• Records to use:
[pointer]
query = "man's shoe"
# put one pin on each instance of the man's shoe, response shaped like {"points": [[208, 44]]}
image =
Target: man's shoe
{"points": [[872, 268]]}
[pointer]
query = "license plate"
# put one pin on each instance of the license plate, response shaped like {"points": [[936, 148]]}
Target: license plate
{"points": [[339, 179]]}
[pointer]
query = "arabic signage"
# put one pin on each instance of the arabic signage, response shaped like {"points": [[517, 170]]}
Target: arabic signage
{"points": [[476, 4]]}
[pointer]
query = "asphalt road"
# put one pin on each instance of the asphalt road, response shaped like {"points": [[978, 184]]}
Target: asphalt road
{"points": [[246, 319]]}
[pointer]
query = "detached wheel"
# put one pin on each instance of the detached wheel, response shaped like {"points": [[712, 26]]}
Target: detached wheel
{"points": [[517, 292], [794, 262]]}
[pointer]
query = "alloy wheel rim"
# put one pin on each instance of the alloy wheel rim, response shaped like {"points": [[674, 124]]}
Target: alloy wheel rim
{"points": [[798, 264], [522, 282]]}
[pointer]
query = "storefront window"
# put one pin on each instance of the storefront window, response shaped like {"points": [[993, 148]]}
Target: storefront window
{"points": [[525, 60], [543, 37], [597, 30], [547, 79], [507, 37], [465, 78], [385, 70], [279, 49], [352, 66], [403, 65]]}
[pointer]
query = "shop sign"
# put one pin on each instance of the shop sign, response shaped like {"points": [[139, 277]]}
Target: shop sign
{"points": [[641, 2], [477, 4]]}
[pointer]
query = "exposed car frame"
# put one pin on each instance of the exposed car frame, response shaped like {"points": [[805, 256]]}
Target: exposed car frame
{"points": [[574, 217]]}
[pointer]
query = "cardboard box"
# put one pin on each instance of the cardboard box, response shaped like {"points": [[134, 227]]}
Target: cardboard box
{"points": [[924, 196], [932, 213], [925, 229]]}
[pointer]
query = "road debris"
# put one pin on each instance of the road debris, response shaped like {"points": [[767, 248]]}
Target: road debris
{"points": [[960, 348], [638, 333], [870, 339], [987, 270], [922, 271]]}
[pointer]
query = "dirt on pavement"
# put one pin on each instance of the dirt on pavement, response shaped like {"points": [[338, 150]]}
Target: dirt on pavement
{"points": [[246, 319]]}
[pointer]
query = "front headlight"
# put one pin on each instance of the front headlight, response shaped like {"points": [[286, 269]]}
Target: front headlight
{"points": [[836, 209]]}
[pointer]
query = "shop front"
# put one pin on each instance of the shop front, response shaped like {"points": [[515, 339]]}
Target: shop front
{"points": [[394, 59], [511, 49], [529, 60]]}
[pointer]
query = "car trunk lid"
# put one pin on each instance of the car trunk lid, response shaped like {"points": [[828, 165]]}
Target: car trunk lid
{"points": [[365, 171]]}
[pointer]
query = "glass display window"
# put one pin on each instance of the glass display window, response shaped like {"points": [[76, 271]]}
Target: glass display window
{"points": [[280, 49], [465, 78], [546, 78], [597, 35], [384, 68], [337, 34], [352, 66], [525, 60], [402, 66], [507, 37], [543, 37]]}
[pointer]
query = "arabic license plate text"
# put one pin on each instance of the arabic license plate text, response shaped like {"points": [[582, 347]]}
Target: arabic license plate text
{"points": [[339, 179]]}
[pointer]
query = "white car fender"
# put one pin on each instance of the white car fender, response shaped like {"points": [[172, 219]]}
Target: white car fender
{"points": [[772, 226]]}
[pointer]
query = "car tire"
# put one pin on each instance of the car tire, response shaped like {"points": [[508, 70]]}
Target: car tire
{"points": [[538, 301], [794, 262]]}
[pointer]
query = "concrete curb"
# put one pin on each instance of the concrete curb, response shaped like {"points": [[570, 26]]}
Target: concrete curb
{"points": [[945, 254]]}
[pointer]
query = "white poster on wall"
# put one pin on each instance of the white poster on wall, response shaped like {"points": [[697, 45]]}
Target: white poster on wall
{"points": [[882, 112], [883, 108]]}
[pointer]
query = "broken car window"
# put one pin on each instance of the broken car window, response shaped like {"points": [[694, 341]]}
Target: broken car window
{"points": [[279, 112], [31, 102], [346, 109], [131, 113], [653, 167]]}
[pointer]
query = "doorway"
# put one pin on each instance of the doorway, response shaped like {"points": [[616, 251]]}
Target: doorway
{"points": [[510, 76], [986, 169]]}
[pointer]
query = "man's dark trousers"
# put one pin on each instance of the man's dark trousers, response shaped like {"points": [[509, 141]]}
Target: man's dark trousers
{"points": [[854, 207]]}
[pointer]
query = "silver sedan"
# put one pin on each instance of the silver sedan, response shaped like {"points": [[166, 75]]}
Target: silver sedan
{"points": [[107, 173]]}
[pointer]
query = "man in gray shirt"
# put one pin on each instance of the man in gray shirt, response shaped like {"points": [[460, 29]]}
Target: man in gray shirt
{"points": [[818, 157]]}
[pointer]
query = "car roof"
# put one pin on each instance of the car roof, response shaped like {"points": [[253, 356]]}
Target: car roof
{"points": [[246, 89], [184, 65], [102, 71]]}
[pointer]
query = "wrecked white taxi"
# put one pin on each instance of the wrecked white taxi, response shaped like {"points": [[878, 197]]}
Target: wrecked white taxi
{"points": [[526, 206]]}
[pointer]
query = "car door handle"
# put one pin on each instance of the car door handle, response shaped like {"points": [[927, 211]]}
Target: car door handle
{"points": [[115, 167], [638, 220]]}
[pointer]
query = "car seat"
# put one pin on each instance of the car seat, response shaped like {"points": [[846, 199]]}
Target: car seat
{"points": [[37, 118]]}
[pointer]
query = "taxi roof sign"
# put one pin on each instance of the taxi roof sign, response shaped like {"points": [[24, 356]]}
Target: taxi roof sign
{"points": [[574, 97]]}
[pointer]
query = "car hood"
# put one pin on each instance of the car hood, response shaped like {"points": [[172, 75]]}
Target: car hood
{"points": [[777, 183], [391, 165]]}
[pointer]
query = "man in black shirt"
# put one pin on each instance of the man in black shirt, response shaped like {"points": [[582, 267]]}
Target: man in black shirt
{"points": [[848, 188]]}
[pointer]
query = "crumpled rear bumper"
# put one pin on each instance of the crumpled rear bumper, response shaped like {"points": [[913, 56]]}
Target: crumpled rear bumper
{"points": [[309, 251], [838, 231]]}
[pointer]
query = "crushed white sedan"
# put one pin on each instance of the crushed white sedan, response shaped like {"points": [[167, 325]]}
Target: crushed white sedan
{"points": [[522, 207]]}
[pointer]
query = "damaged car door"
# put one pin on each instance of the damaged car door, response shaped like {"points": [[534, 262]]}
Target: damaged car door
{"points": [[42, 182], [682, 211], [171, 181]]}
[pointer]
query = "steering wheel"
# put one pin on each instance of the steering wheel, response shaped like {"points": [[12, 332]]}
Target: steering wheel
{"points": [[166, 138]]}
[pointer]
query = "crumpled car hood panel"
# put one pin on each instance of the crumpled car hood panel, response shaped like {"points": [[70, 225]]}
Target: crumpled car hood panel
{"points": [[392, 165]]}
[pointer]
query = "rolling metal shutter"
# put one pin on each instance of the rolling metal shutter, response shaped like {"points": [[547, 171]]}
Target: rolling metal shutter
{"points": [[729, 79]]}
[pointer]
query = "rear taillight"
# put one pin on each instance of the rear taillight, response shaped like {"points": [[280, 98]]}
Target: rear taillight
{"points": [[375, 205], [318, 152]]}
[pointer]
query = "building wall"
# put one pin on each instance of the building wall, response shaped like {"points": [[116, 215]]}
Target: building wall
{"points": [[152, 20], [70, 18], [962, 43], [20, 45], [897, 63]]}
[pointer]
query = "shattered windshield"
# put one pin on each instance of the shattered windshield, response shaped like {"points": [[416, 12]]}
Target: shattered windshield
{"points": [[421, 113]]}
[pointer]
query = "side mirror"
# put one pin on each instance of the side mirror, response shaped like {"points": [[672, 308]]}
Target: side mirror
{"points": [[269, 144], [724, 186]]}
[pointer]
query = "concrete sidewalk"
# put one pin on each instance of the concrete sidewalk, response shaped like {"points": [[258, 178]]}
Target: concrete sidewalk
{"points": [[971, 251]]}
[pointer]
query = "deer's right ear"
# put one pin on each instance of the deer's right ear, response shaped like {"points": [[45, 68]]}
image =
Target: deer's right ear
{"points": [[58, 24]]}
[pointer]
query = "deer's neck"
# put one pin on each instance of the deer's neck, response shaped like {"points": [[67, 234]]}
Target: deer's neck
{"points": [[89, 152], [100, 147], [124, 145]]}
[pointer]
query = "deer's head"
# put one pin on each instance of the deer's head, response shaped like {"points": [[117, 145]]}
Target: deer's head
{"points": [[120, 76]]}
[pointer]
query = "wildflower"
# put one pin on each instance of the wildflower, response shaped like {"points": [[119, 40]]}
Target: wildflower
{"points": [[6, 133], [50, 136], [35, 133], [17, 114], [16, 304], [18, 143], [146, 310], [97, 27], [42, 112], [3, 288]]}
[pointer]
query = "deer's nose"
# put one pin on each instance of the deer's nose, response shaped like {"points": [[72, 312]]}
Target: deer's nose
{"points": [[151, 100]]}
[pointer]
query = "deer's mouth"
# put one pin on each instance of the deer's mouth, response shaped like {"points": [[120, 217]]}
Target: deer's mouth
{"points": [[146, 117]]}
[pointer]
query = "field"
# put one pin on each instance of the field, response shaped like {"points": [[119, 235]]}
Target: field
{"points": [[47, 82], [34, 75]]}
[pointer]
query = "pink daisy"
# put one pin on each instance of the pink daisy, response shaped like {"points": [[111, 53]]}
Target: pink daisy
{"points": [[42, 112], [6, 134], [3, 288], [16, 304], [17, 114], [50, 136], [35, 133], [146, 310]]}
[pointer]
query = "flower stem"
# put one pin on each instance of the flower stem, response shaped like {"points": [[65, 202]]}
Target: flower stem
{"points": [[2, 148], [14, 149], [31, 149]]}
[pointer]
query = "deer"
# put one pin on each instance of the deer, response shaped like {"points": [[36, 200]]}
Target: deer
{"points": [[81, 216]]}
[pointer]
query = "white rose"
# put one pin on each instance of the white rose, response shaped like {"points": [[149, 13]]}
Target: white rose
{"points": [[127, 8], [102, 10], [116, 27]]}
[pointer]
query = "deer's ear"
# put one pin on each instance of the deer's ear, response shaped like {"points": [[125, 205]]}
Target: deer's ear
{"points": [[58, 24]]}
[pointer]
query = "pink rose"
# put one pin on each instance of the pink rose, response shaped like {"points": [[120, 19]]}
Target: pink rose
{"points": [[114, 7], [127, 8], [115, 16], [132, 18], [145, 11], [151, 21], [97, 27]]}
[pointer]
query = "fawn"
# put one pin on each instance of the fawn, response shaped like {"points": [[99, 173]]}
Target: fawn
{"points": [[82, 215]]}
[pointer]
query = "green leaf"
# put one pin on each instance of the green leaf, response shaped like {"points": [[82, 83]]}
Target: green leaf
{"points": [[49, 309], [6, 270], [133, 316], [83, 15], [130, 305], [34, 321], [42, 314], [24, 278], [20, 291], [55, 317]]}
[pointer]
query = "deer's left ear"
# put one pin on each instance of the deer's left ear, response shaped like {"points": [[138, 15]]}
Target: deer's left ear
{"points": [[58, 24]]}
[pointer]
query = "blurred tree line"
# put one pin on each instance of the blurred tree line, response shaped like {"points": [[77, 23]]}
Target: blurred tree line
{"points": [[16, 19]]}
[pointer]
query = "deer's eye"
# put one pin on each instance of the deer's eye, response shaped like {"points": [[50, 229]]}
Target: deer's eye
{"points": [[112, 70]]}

• The task: Find every line in the data above that contains the string "building", matching case exactly, and copy each of those lines out in full.

• Expected output:
query = "building wall"
# put one pin on each instance of the building wall, response shaped like {"points": [[116, 215]]}
Target: building wall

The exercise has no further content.